[Selected text]:
Vectorizing computation to simultaneously solve several minimization problems

duchesnay commented 7 years ago

I realized that we could make an impressive gain of computation time by vectorizing the computation to simultaneously solve several minimization problems. Instead of having on l1, l2 tv scalars values we could provide vectors of length k to simultaneously solve k minimization problems. If we provide l1 = [0.1, 0.9], l2=[0.9, 0.1], tv = [0.2, 0.8], we would solve two problems: one with l1, l2, tv = 0.1, 0.9, 0.2 and one with l1, l2, tv = 0.9, 0.1, 0.8. We would simultaneously estimate k beta vectors and model.predict(X) will then provide k prediction. This would be the only consequence on the global API.

First, this is useful for multinomial classification problems.

Second, such framework should considerably speed up the computation over a grid of parameters. The rationale is the following, most of the computation is spent in the np.dot(X, beta). My hypothesis was that the time-consuming procedure is to load X data int the L3 cache of the processor. I realized that by observing a considerable slowdown of the computation when using several cores of the same processor. Using the 8 cores of the same processor slow down the minimization by a factor of 5! It is a very poor scaling! So if the same X data is used for several problems (beta is p x k array instead of being a p x 1) we could simultaneously solve several problems with a minimum overhead. Test it with the following code:

import time
import matplotlib.pylab as plt

n_features = int(550**2)
n_samples = 200

X = np.random.randn(n_samples, n_features)
beta = np.random.randn(n_features, 1)
y = np.dot(X, beta)

sizes = np.arange(1, 101)
elapsed = np.zeros(sizes.shape[0])

for s in sizes:
    beta = np.random.randn(X.shape[1], s)
    t_ = time.clock()

    # regression loss pattern
    grad = np.dot(X.T, np.dot(X, beta) - y)
    elapsed[s-1] = time.clock() - t_

# plt.plot(sizes, elapsed)
#plt.plot([1, sizes[-1]], [elapsed[0], elapsed[0]*sizes[-1]])

plt.plot(sizes, elapsed / elapsed[0])
plt.xlabel("beta.shape[1] (in X * beta)")
plt.ylabel("Ratio of CPU time: time(X beta) / time(X beta.shape[1]==1) ")

I observed an acceleration factor of 10 (anaconda with MKL single thread). Solving 50 problems beta.shape = [p, 50] is only 5 times slower than solving a single problem.

Most of the code should smoothly move to a vectorized version since beta is a [p x 1] vector and can be easly extend to a [p x k]. See an example of FISTA:

z = betanew + ((i - 2.0) / (i + 1.0)) * (betanew - betaold)
step = function.step(z)

[Directions]: Please answer from the post on vectorizing minimization problems: by what factor did using the 8 cores of the same processor slow down the minimization?

[Excerpted records]:
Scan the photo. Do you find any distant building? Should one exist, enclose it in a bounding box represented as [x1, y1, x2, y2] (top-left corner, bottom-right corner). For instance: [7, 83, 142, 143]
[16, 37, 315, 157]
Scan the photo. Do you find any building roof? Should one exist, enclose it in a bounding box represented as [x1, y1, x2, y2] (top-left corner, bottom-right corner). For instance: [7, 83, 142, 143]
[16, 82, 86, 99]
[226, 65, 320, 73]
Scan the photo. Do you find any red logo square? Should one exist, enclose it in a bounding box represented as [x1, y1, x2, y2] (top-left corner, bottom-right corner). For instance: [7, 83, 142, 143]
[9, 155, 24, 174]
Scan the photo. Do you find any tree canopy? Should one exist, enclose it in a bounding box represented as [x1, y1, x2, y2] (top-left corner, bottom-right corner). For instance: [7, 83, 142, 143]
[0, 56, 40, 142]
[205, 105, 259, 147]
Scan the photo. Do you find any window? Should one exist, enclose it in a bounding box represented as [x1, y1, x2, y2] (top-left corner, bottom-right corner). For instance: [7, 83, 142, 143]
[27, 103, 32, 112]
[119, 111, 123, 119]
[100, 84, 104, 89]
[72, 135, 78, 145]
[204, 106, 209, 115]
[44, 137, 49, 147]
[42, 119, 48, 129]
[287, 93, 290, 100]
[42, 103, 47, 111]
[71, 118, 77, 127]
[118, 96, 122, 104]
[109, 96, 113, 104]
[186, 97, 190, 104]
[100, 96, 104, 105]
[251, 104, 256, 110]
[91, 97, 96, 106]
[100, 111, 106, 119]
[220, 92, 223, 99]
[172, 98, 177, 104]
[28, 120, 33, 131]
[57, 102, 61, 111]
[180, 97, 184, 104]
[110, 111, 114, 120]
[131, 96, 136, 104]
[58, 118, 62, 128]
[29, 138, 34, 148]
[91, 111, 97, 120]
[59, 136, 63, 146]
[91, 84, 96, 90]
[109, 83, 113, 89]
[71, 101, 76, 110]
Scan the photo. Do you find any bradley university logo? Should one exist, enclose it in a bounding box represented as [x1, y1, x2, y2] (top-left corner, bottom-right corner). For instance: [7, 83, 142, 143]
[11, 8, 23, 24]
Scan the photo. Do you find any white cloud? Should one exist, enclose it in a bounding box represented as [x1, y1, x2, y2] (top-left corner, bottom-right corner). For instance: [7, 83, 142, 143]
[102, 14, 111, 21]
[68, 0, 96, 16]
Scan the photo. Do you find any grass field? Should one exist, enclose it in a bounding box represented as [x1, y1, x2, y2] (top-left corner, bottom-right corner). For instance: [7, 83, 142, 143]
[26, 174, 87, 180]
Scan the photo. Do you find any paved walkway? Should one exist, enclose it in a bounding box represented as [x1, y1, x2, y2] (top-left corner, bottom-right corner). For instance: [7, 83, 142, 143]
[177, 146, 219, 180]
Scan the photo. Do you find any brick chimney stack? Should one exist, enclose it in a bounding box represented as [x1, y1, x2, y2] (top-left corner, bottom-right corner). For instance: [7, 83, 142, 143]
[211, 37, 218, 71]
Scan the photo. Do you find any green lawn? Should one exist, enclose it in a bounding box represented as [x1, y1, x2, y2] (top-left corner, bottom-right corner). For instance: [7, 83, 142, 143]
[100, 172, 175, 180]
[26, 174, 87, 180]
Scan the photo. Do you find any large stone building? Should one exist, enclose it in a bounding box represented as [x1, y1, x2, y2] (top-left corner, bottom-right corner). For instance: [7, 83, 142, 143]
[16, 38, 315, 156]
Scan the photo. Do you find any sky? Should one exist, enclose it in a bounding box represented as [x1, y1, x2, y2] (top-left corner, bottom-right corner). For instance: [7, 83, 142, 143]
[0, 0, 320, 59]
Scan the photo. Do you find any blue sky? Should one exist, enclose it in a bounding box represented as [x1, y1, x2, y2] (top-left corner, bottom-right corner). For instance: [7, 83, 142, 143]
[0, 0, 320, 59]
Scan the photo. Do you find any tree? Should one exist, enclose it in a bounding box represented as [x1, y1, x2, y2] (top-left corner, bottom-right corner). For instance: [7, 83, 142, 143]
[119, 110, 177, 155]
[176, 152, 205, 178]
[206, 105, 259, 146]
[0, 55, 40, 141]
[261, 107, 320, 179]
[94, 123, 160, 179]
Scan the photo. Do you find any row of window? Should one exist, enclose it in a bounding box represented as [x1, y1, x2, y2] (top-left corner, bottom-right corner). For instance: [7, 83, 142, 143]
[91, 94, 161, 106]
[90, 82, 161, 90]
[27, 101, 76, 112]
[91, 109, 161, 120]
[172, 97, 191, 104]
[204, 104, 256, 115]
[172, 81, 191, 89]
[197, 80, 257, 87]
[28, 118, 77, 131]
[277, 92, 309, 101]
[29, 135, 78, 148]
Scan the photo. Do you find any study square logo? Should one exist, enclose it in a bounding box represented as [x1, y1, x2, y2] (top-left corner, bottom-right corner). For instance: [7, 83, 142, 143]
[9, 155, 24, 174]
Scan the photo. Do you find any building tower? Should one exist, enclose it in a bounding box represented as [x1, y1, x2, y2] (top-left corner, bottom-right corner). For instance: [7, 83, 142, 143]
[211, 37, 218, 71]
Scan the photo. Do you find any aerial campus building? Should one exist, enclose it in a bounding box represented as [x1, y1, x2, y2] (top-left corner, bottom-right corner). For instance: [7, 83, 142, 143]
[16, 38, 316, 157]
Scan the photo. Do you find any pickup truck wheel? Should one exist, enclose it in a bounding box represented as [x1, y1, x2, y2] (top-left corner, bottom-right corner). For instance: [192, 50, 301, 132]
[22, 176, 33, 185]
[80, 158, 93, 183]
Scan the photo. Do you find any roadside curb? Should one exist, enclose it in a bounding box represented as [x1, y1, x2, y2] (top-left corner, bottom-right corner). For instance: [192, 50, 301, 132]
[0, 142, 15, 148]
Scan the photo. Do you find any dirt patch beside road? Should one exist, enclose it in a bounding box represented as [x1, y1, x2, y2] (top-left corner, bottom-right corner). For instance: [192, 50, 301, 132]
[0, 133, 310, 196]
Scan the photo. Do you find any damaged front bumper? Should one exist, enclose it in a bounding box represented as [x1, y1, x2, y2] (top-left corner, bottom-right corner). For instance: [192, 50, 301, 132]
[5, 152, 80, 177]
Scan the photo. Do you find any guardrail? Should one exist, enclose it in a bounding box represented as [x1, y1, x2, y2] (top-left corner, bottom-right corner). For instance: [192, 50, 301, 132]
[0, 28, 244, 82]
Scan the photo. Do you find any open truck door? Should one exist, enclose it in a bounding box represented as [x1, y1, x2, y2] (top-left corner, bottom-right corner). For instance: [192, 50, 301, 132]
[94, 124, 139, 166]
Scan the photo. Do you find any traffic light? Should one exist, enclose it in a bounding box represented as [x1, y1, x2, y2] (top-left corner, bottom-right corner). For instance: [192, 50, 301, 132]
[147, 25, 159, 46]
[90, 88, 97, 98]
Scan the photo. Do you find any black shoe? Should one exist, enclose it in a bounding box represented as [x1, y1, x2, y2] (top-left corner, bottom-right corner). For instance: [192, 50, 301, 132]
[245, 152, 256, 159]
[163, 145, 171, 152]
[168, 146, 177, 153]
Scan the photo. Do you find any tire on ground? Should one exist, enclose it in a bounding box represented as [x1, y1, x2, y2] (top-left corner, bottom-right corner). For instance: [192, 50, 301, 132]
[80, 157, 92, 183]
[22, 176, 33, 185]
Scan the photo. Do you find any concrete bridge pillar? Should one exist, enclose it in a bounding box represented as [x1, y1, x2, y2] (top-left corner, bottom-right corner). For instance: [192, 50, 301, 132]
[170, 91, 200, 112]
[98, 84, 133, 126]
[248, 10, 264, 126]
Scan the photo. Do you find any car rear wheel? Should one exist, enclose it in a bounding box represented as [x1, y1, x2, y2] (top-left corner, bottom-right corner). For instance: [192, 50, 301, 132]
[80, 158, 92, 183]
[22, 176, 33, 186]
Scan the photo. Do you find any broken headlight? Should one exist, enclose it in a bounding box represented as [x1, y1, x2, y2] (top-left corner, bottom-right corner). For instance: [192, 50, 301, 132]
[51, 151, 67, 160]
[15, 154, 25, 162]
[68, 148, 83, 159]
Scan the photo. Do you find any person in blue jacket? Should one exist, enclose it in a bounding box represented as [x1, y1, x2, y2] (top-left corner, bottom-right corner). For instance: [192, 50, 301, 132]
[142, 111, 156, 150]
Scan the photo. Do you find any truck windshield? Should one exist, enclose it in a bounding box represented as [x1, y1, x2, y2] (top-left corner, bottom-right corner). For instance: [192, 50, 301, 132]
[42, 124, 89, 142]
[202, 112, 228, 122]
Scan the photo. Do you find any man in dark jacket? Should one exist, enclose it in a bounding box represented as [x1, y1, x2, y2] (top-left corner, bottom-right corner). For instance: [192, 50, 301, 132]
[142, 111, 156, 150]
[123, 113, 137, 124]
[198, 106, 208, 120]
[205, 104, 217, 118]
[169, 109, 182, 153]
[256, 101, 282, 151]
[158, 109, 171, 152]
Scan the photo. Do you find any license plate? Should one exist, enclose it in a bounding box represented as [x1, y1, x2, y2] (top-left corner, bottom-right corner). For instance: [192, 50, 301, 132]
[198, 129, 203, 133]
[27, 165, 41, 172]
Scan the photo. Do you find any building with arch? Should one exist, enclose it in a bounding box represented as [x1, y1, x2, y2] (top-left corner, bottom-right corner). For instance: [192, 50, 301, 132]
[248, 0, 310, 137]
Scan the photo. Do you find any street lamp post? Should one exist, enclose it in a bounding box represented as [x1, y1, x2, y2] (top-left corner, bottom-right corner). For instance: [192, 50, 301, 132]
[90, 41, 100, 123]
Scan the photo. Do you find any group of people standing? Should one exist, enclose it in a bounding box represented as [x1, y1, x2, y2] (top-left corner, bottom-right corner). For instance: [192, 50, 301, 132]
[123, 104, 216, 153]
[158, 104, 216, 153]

[Exercise answer]: By a factor of 5.